Selected text.
Essays: The Plane – A case of unplanned obsolescence
It all started with a show. A vintage market. Some items were yanked out of their temporal context and plopped down as eye candy for the patrons. Once useful, the items are now disconnected relics, a mini time machine, a proverbial tchotchke. People were as dense as a subway car, rotating as they passed to expose their narrowest dimension.
I couldn’t help hearing a collage of phrases, squeals, gasps, and anecdote fragments wafting around the space. I like the fact that it’s easy to hide a wry smile behind a COVID mask. It had the feeling of it being like a Black Friday at Kohl’s but a softer, gentler cacophony.
Overheard: “What’s that?”
“I don’t know, but it looks cool”
There in front of me, was a plane. Not the TWA kind, an old woodshop tool. It was about a foot long, looking like a small part of a 4X4 post. It was made mostly of wood itself, with telltale niches and grooves suggesting its function. The only metal parts were its shaving blade and some screws.
Used for decades, only a blade sharpening periodically was needed to keep it, well, sharp. The wood had aged ‘nicely’, as a result of years being caressed by leathery hands guiding its path. That patina is collector gold. Each scratch, wear mark and divot were there as proud scars. The deep auburn hue was a product of absorbing the sweat of the maker.

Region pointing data

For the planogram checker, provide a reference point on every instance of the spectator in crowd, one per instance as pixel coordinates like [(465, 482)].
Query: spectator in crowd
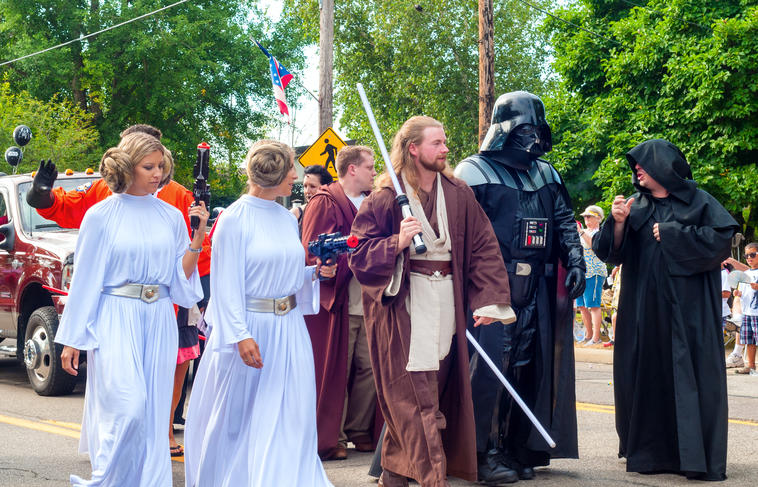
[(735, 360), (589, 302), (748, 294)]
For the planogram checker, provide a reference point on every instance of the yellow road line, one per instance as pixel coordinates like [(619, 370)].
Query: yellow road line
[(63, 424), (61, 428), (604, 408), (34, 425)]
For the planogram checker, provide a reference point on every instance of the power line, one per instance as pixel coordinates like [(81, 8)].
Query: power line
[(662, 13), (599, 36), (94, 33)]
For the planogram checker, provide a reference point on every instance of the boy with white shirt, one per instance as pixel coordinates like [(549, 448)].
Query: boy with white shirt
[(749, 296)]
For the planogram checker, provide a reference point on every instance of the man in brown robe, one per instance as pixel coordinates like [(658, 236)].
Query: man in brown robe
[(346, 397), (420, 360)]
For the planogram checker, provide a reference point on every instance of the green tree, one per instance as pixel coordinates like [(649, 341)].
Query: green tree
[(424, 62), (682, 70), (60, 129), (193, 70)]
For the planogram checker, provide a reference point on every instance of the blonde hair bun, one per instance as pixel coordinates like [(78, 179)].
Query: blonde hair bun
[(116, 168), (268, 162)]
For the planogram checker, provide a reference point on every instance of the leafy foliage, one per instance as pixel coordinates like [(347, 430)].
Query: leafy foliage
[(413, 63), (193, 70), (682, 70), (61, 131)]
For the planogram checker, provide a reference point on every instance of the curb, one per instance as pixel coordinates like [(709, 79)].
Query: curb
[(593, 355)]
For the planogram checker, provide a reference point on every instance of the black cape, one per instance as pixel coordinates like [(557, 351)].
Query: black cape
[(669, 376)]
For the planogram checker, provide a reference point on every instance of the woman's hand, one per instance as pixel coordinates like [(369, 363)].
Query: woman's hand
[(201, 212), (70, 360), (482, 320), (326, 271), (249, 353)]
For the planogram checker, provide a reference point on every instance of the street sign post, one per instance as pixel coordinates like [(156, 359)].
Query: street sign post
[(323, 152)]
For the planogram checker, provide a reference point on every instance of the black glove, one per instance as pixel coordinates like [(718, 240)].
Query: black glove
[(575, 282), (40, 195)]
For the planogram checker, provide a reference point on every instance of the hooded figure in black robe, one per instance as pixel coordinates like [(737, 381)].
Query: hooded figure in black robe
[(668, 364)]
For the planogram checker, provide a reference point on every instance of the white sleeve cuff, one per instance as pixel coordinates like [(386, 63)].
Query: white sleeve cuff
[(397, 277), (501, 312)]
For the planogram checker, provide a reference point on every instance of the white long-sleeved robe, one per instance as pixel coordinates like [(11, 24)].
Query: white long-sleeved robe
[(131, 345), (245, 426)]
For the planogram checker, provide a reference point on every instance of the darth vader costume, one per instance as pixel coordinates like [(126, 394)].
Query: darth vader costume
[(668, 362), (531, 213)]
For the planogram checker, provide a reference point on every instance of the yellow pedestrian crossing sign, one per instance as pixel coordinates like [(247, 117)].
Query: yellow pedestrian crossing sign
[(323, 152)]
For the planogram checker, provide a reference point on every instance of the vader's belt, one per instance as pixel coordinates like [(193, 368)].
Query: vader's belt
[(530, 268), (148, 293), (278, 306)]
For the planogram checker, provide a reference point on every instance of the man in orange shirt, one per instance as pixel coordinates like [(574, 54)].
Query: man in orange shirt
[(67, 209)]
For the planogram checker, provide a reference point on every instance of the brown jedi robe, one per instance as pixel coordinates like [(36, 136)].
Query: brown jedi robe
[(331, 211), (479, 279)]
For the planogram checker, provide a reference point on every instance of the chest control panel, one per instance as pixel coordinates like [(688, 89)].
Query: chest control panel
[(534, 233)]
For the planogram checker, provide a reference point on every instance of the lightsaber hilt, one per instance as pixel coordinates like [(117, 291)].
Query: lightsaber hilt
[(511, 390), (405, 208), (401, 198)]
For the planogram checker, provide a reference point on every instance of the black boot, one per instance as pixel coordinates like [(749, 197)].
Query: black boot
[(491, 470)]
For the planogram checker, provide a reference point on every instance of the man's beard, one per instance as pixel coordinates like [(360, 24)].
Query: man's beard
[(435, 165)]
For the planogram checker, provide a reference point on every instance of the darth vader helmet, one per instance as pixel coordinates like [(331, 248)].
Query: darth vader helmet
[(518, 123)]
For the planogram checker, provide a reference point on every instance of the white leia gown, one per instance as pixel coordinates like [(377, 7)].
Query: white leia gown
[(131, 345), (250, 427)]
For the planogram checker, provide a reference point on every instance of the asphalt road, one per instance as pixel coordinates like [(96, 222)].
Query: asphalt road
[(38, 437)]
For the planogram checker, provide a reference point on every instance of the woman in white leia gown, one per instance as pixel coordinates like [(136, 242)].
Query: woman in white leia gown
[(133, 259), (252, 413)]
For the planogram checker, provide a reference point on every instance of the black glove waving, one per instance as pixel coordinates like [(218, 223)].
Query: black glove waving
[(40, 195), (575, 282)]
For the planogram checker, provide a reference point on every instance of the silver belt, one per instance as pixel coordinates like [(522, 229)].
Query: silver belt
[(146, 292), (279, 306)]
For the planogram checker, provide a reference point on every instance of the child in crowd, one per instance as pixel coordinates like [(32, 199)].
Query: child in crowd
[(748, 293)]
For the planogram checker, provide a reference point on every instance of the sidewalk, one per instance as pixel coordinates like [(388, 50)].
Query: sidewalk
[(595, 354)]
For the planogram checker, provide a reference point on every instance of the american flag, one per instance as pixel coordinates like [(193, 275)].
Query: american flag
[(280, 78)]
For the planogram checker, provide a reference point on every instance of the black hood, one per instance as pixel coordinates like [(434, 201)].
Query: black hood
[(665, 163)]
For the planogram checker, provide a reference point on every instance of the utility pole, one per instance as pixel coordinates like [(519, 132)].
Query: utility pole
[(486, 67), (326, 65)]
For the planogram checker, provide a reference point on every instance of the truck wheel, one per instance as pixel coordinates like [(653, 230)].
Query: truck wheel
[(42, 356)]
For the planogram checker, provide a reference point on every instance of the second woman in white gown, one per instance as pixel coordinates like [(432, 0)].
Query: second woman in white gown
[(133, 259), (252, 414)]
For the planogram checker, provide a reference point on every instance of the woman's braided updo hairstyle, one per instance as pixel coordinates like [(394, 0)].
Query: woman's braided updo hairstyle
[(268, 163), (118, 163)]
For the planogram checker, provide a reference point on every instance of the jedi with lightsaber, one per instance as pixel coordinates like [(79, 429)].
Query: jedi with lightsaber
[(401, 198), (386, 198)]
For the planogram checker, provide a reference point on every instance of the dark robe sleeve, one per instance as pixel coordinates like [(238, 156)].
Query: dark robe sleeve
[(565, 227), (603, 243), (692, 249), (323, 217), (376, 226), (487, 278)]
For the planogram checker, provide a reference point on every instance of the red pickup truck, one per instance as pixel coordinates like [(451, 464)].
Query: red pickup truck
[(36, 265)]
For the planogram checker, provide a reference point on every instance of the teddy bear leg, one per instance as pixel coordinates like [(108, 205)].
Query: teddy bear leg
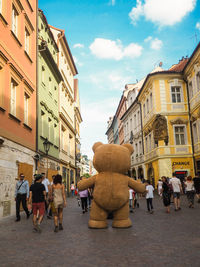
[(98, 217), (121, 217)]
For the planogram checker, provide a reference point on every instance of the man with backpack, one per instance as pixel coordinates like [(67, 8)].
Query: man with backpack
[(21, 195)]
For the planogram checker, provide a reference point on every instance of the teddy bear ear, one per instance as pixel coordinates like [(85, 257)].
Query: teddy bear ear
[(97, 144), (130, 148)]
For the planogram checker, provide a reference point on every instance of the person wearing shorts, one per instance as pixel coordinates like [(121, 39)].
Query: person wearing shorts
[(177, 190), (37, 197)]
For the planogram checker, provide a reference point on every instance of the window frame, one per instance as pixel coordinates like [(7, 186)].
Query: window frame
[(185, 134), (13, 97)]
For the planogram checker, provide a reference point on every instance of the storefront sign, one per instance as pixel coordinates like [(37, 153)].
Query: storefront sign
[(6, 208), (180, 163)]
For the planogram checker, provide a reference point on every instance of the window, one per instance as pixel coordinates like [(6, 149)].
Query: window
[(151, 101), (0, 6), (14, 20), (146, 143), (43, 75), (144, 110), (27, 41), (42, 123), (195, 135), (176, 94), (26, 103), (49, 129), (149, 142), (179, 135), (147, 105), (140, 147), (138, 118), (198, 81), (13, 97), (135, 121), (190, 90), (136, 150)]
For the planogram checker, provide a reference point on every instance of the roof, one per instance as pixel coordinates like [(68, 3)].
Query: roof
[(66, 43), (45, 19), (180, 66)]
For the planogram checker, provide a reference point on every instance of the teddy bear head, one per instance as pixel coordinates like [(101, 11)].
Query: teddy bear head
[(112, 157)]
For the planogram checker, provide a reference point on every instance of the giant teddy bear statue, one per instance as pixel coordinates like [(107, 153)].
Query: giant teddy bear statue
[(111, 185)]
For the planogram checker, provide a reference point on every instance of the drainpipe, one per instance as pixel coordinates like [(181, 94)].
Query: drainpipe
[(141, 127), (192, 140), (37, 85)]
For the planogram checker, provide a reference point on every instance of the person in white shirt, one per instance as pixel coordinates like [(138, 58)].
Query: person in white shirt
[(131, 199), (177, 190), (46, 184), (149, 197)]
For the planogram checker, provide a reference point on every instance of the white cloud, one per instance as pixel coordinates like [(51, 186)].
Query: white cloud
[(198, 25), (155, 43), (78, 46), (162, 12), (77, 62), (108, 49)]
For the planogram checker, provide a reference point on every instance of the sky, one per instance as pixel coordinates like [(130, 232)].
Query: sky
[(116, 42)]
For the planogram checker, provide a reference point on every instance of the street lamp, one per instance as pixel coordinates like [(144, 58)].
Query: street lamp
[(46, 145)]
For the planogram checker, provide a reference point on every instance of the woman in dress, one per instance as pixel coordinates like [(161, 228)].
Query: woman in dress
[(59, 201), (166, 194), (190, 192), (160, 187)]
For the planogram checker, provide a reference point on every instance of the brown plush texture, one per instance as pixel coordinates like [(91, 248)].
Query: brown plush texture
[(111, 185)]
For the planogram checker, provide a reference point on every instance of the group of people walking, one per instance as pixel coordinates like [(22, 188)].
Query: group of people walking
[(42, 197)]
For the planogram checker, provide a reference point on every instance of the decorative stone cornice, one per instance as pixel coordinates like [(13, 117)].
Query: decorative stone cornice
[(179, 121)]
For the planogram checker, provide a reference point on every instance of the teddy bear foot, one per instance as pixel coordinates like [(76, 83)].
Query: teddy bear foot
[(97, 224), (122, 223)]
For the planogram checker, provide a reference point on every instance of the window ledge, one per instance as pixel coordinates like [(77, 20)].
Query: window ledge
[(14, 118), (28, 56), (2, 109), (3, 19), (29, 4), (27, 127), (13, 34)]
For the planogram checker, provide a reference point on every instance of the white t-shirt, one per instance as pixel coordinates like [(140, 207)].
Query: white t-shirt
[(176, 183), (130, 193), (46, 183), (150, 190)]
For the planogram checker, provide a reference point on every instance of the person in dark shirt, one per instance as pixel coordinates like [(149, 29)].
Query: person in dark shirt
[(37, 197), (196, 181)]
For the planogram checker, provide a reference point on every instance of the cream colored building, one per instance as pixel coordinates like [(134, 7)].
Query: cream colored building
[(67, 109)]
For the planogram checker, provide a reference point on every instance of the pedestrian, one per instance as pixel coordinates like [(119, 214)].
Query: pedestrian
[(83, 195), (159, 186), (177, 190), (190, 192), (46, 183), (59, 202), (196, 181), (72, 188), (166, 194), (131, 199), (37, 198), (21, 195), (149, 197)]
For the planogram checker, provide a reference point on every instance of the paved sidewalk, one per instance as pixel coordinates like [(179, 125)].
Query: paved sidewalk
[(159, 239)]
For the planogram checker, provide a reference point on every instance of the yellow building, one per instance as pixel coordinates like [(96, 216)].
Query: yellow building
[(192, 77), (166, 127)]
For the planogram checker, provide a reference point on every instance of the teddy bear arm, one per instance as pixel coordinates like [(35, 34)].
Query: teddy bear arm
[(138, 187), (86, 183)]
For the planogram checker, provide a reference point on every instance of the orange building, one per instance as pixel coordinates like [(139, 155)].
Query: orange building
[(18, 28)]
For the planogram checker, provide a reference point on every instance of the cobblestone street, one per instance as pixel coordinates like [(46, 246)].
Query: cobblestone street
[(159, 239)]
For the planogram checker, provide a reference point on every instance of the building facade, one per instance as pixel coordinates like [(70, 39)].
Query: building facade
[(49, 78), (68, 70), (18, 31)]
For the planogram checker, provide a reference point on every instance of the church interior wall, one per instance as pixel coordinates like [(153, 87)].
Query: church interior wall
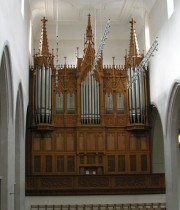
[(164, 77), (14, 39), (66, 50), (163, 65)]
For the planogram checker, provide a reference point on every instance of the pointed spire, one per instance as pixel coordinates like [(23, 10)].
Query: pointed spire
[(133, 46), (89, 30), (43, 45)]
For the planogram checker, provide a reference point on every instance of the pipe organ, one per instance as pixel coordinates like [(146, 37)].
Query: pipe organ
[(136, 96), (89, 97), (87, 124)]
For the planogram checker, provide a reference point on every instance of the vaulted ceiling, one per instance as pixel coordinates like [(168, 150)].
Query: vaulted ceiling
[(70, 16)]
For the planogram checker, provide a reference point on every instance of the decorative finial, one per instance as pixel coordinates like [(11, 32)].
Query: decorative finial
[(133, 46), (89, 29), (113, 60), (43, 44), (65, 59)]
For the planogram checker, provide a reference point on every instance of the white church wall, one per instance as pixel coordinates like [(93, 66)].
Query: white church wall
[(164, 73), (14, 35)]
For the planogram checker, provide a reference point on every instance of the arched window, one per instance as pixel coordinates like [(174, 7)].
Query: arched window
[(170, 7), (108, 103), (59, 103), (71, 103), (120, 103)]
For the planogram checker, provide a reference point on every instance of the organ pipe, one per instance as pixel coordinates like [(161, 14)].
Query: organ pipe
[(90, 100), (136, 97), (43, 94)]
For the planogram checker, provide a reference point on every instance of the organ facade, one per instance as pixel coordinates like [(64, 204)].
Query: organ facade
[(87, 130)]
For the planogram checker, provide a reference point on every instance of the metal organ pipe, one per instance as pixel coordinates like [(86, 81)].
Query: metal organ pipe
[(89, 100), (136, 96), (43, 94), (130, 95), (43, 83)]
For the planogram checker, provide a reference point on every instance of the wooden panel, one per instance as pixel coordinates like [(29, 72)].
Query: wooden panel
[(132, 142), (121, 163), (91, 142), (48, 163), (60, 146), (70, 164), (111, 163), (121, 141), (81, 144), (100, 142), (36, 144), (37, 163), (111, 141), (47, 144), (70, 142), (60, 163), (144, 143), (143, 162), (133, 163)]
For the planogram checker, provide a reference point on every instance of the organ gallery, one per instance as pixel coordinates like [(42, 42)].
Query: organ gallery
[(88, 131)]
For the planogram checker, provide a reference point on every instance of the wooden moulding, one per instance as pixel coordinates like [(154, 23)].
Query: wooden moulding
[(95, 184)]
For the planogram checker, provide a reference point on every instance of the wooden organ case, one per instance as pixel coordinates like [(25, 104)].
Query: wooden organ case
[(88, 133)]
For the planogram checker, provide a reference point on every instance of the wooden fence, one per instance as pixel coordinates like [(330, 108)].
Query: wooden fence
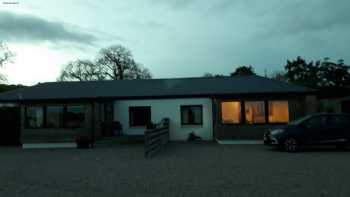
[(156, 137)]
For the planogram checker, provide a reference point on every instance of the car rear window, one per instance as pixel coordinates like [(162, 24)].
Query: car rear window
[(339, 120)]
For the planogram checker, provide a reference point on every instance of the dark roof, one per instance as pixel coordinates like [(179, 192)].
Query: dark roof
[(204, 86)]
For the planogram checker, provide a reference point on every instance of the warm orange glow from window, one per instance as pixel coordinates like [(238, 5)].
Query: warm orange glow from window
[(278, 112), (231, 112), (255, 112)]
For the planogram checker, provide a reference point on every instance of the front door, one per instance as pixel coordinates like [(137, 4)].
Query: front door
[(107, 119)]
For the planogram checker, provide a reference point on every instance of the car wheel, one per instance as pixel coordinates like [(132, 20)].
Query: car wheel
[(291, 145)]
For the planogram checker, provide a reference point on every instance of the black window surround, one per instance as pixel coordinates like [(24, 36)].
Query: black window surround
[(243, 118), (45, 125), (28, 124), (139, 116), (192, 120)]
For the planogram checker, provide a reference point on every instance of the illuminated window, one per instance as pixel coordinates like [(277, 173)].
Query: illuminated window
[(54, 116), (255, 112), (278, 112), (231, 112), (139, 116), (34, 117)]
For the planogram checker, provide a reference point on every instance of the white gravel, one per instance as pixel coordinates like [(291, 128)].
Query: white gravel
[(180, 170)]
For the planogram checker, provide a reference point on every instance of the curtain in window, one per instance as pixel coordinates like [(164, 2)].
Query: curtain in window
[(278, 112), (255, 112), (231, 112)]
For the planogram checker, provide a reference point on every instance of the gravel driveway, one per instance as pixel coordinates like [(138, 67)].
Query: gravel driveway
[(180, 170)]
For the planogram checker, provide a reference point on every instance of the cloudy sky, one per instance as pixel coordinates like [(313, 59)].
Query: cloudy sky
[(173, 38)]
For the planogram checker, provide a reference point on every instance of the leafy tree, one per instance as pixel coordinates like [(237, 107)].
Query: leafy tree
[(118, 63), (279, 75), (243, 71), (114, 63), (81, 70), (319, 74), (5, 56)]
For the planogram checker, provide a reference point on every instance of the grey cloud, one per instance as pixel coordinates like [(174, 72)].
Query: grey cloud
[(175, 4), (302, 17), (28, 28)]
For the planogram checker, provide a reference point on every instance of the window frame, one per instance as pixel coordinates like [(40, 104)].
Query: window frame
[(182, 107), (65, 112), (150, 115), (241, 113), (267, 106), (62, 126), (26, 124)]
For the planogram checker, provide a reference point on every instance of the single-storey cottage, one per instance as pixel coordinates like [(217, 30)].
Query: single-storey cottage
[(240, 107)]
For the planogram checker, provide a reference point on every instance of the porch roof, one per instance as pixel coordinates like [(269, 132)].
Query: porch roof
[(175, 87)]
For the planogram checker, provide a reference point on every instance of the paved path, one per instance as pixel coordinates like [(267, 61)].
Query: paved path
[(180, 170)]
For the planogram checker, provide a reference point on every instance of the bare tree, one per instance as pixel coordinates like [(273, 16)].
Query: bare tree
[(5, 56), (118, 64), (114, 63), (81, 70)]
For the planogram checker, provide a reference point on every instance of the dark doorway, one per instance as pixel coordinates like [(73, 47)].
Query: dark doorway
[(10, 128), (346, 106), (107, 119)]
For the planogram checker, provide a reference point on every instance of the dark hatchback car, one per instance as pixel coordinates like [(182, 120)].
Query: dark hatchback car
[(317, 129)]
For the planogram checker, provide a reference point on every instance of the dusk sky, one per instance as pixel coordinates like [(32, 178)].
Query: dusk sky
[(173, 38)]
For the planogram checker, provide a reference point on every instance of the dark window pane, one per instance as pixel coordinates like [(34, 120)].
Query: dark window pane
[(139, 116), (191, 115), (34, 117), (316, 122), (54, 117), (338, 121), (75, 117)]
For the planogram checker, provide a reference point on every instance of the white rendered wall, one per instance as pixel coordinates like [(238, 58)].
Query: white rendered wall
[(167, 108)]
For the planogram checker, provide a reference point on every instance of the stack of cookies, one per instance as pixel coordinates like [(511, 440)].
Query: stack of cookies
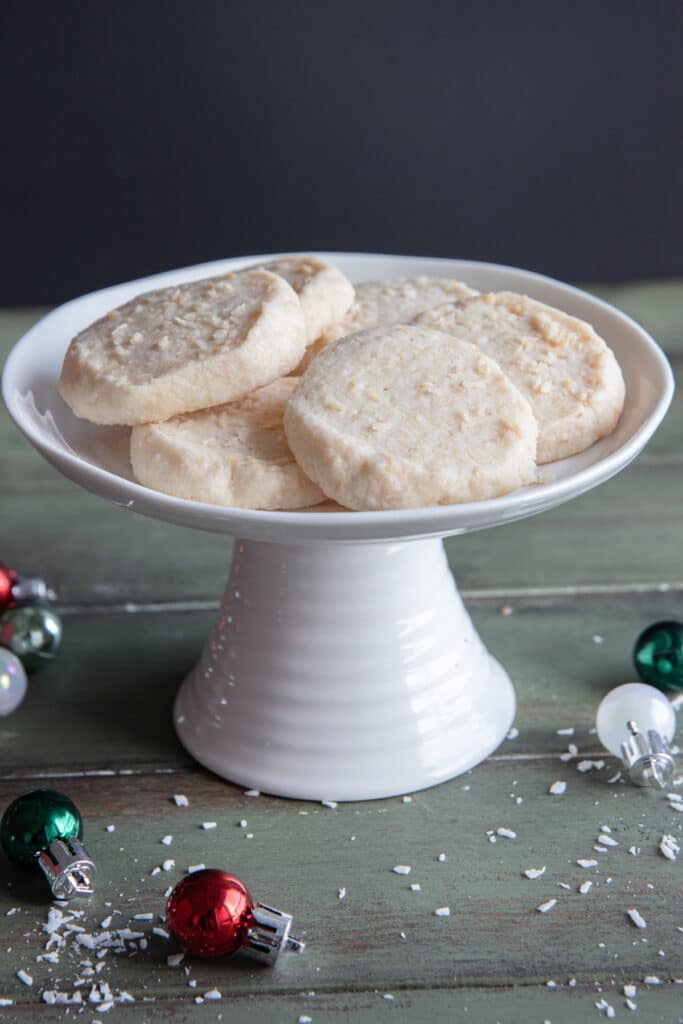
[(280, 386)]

Goal of the exercise.
Pick up the essay about the old woodshop plane after its last sentence and continue it.

Answer box.
Its job, as I understand it, is to shave small chips of wood off a larger piece to shape it for its destined purpose. Holding it with two hands as you smooth the imperfections with repeated swipes of your arms. Now our wood products come to us like packaged meat, disconnected from their source. From China and IKEA.
“Yeah, it looks cool. I like the color”, said the other.
Somehow I knew this plane was not going back into the woodshop. Its years of work were over. It wasn’t broken per se, but has been replaced by electrified versions which perform consistently better. It was destined for a table or shelf to be displayed as a ‘work’ relic. A ‘conversation starter’. The two women moved on.
So there it sits. An anachronistic tool from an earlier time when making things by hand was the main way it was done. Appreciated now for its form–not function. From a shaper to a paperweight. Its sculptural form trumping its utility finally, at the end.
I could imagine them buying it and placing it out ‘for atmosphere’. “Wow–what’s that?”
I don’t know, but it looks cool.”
The plane, once used for work; changes planes.